■ Extract provided:
METAIRIE, La. -- A Metairie couple is remembering the gift of a stranger years ago. It's a gift that has allowed them to enjoy the love of their pet for seven more Christmases.
Blue the Anatolian shepherd is lucky to be enjoying his senior years. In 2006, he was playing near the Bonnet Carre Spillway with his parents who rescued him.
But later, the Thevenots knew something was not right. A trip to the emergency room didn't turn up anything. But a day or so later, the worst happened.
"By the time we brought him to Dr. Benbow, we had to carry him in on a blanket," said Lou Thevenot, Blue's owner.
Blue went into a coma for days.
"I was, I was out. I was completely, I had lost my mind because he's my baby," said Lyle Thevenot, Blue's owner and Lou's wife.
When Dr. Cynthia Benbow shaved his front leg, there were puncture wounds everywhere. Phone calls to experts and research solved the mystery.
"They said that the amount of bite wounds and how severe the symptoms were and what happened to him, it had to have been a nest of baby water moccasins that are more toxic than the adults," said Dr. Benbow, who owns Benbow Veterinary Services in Metairie.
It was too late for anti-venom. Besides, there was none in Louisiana. With medical support, Blue finally woke up. But skin and tissue, down to his muscle, was black and dying.
Dr. Benbow had to do the largest area skin transplant in her career, surgically moving it from his back and abdomen to his front leg.
"For a person, they would be in the hospital bed and not moving and we would tell them, 'Don't bend it. Don't move. It's going to compromise that graft area,'" said Dr. Benbow.
But this independent herder loved unwrapping bandages and moving. Part of the transplanted healing skin died, leaving scars today.

■ Required work:
**1)** In the article about Blue the Anatolian shepherd, what did the experts conclude had caused his bite wounds?
**2)** Write the next part of the article about Blue the Anatolian shepherd, starting after its last sentence.

■ Material provided:
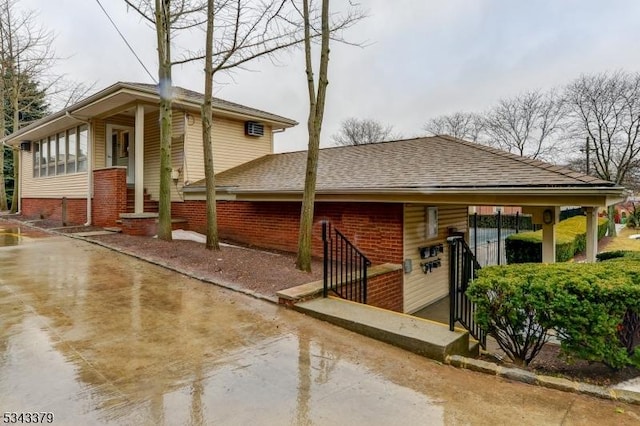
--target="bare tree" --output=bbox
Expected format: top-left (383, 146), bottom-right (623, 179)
top-left (331, 118), bottom-right (402, 146)
top-left (0, 0), bottom-right (60, 213)
top-left (296, 0), bottom-right (329, 272)
top-left (296, 0), bottom-right (364, 272)
top-left (199, 0), bottom-right (304, 250)
top-left (484, 90), bottom-right (566, 158)
top-left (424, 112), bottom-right (484, 142)
top-left (565, 71), bottom-right (640, 235)
top-left (125, 0), bottom-right (205, 241)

■ Answers for this exercise:
**1)** A nest of baby water moccasins.

**2)**
But Dr. Benbow had a plan.
"So she took him home and she and her daughters slept on the floor with him so that he would feel calm and not do any scratching at the wound or anything like that. And stress, he had to have someone's hand on him at all times that night. So they all had their hands on him at all times," Lou said.
Years later, when Blue came for an annual exam, Dr. Benbow's daughter just happened to be at the clinic.
"When he saw her, it was like, it was, it seemed like he was more excited to see her than to see me," said Lyle.
What's also special about this story is that there are companies that donated medical supplies to help with Blue's healing. And there's a person, who to this day, wants to remain anonymous, who paid a large portion of Blue's medical bills.
"I wish we knew who they were. I wish they could see now. I wish they could see what their help has done," said Lyle.
Maybe the anonymous donor is seeing Blue now.
The veterinarian said owners should always trust their intuition when a pet is not behaving normally, since they are so familiar with their pet's daily personality, even if the medical tests come back normal.